→ Directions for this task: Below are records to be reproduced exactly and in full.
---*---
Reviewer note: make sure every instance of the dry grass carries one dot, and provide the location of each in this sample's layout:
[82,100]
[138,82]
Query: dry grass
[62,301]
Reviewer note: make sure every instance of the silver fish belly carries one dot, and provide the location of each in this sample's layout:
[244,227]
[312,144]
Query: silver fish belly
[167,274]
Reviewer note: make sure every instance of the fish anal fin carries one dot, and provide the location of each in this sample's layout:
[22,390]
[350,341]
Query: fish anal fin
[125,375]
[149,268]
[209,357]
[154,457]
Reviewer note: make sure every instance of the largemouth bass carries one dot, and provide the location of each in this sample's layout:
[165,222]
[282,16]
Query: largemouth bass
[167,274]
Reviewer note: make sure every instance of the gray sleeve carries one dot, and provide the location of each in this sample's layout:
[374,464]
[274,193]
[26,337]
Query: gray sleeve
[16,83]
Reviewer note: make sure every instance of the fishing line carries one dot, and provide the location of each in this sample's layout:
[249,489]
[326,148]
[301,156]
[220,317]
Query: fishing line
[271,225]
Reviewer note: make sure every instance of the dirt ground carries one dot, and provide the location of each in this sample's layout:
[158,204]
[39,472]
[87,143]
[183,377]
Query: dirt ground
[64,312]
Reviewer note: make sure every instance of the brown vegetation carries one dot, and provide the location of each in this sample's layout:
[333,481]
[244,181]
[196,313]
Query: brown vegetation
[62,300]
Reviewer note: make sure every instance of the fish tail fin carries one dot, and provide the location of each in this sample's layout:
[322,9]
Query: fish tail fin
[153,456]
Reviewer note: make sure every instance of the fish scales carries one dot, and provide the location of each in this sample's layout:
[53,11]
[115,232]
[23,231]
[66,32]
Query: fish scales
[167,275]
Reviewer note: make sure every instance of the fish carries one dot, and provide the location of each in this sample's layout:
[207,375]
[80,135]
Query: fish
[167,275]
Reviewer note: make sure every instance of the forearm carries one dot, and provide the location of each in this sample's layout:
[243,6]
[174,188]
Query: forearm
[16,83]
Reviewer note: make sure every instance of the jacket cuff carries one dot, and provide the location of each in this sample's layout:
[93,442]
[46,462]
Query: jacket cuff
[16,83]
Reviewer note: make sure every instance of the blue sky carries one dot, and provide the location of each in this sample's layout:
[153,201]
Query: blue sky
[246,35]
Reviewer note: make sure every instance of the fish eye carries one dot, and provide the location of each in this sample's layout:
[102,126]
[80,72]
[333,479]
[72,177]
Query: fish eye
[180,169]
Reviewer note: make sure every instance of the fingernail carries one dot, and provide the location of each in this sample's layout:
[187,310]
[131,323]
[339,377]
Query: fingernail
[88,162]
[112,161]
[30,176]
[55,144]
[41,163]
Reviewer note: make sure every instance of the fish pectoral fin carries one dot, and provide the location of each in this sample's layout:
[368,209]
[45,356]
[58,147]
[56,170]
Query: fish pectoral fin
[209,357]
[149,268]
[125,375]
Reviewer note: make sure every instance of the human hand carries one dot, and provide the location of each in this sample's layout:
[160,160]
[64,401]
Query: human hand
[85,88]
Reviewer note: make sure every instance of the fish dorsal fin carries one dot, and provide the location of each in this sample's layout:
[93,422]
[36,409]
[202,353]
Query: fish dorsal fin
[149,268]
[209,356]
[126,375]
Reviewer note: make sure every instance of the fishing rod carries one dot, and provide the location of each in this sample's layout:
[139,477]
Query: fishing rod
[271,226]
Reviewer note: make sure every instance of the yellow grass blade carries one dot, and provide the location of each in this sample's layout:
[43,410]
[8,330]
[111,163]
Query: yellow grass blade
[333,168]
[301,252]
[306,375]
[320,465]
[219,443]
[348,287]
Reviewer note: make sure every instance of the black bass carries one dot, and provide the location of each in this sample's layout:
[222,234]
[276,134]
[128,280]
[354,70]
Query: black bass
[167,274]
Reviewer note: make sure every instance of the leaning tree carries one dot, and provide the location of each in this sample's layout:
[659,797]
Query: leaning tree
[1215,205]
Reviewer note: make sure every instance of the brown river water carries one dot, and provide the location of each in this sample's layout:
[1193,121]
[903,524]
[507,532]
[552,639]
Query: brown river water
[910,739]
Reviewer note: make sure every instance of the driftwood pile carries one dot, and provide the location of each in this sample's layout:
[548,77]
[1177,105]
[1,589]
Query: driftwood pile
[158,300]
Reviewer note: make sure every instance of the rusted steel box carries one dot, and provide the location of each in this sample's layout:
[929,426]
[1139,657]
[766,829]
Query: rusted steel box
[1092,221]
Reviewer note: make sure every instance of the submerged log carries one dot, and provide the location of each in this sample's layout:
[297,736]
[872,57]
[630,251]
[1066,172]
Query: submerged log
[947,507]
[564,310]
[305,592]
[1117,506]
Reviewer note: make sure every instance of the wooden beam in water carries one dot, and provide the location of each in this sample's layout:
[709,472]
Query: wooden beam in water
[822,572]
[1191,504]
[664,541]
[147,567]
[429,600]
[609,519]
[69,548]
---*---
→ The completed task:
Reviewer note: make sure every instance of the dry grass carries one dot, and provide the location of each in this sample's layout:
[82,100]
[138,82]
Query: dry grass
[62,301]
Reviewer note: make sure every instance of the silver fish belly carries one dot, and provide the location of each in this sample's layout:
[244,227]
[312,144]
Query: silver fish belly
[167,274]
Reviewer note: make sure every instance of the fish anal fin carries one dot, and provide the location of each in this sample's layout:
[22,390]
[350,341]
Query: fish anal fin
[125,375]
[149,268]
[209,357]
[154,457]
Reviewer note: make sure every instance of the largemouth bass carries one dot, and provide the location of each in this sample's layout:
[165,222]
[282,16]
Query: largemouth bass
[167,274]
Reviewer note: make sure every instance of the gray sleeve carries one dot, and provide the location of each in this sample's layout:
[374,464]
[274,193]
[26,337]
Query: gray sleeve
[16,83]
Reviewer note: make sure every instance of the fishing line carries one dot, and provide the location of each in this sample's layout:
[249,489]
[326,148]
[301,156]
[220,317]
Query: fishing line
[271,225]
Reviewer note: make sure every instance of the dirt ground carries one dot, and provide the location of each in this sample's layout:
[158,204]
[39,472]
[87,143]
[183,377]
Query: dirt ground
[64,312]
Reviewer note: make sure every instance of the brown vegetation carries one dot, and provide the location of each in this sample's layout:
[333,481]
[244,181]
[196,313]
Query: brown vegetation
[62,300]
Reviewer note: make sure every instance of the fish tail fin carries one dot, and provide the location of each in this sample's layout:
[322,9]
Query: fish tail fin
[153,456]
Reviewer note: make sure every instance of the fish scales carries one dot, and provide the location of each in this sample's layout:
[53,11]
[115,232]
[23,231]
[66,32]
Query: fish scales
[167,275]
Reviewer note: make sure every instance of the fish carries one dot, and provide the location of each in this sample's layout:
[207,375]
[80,135]
Query: fish
[167,275]
Reviewer note: make sure every instance of the forearm carries one dot, and provide the location of each in this sample's layout:
[243,6]
[174,188]
Query: forearm
[16,83]
Reviewer note: make sure every instance of the jacket cuff carries one dot, and provide the location of each in this sample's layout:
[93,442]
[46,462]
Query: jacket cuff
[16,83]
Reviewer note: make sure every instance of the blue sky carries one dot, and provide the location of each in this sample's layout:
[153,201]
Query: blue sky
[246,35]
Reviewer note: make sure every instance of the fish eye carries one dot, and provide the location of each in this sample's layout:
[102,126]
[80,72]
[333,479]
[72,177]
Query: fish eye
[180,169]
Reviewer note: make sure every instance of the fingernail carries one dot, and provide the location of each in this sample's layout:
[187,310]
[131,323]
[339,377]
Query: fingernail
[88,162]
[112,161]
[30,176]
[55,144]
[41,163]
Reviewer note: make sure every instance of the fish pectoral fin carries one dot, and provide the location of each in this sample's layout:
[368,209]
[45,356]
[58,147]
[56,170]
Query: fish pectoral fin
[209,357]
[149,268]
[125,375]
Reviewer note: make sure every instance of the human hand carries one dot, and provide the location of each in this sample's layout:
[160,160]
[64,401]
Query: human hand
[85,88]
Reviewer note: make sure every instance of the fish dorsal fin carries one dot, and provide the location of each in this sample's layout:
[93,422]
[36,409]
[202,353]
Query: fish dorsal fin
[149,268]
[209,356]
[126,375]
Reviewer note: make sure every instance of the fishing rod carries one dot, and provide the location of each in this sample's layout:
[139,477]
Query: fishing rod
[271,226]
Reviewer note: make sure every instance of the yellow grass blade carries one dot, and provide the location of each in this sample's layout:
[43,410]
[8,330]
[111,163]
Query: yellow grass blade
[333,168]
[301,252]
[306,375]
[320,465]
[219,443]
[348,287]
Reviewer note: make sure every instance of the black bass carries one dot, and provide the location of each in this sample's layout:
[222,234]
[276,134]
[128,280]
[354,70]
Query: black bass
[167,274]
Reviewer note: make sure every instance of the leaning tree carries one dot, and provide the location of each in this sample's layout:
[659,797]
Query: leaning tree
[1215,205]
Reviewer note: make sure every instance of the brown river water carries one dot, and provide the location of each in this sample's layout:
[1193,121]
[903,524]
[507,532]
[552,639]
Query: brown river water
[910,739]
Reviewer note: make sure every instance of the driftwood pile carries one dot, and provide the location of each in this sample's layout:
[548,77]
[1177,105]
[1,589]
Query: driftwood pile
[158,300]
Reviewer note: make sure every instance of the rusted steel box carries one dot, and provide the location of each in this sample's layout:
[929,426]
[1139,657]
[766,829]
Query: rusted steel box
[1092,221]
Reviewer note: make sure every instance of the submerged log carries one dot, and provide the location of each in this sample's layout:
[297,736]
[872,57]
[630,251]
[1066,172]
Query: submerged log
[947,507]
[564,310]
[305,592]
[1117,506]
Reviewer note: make sure every instance of the wooden beam in water carries one dot, and provide the location of each in this sample's layout:
[709,472]
Query: wooden beam in water
[822,572]
[1191,504]
[664,541]
[147,567]
[429,600]
[609,519]
[69,548]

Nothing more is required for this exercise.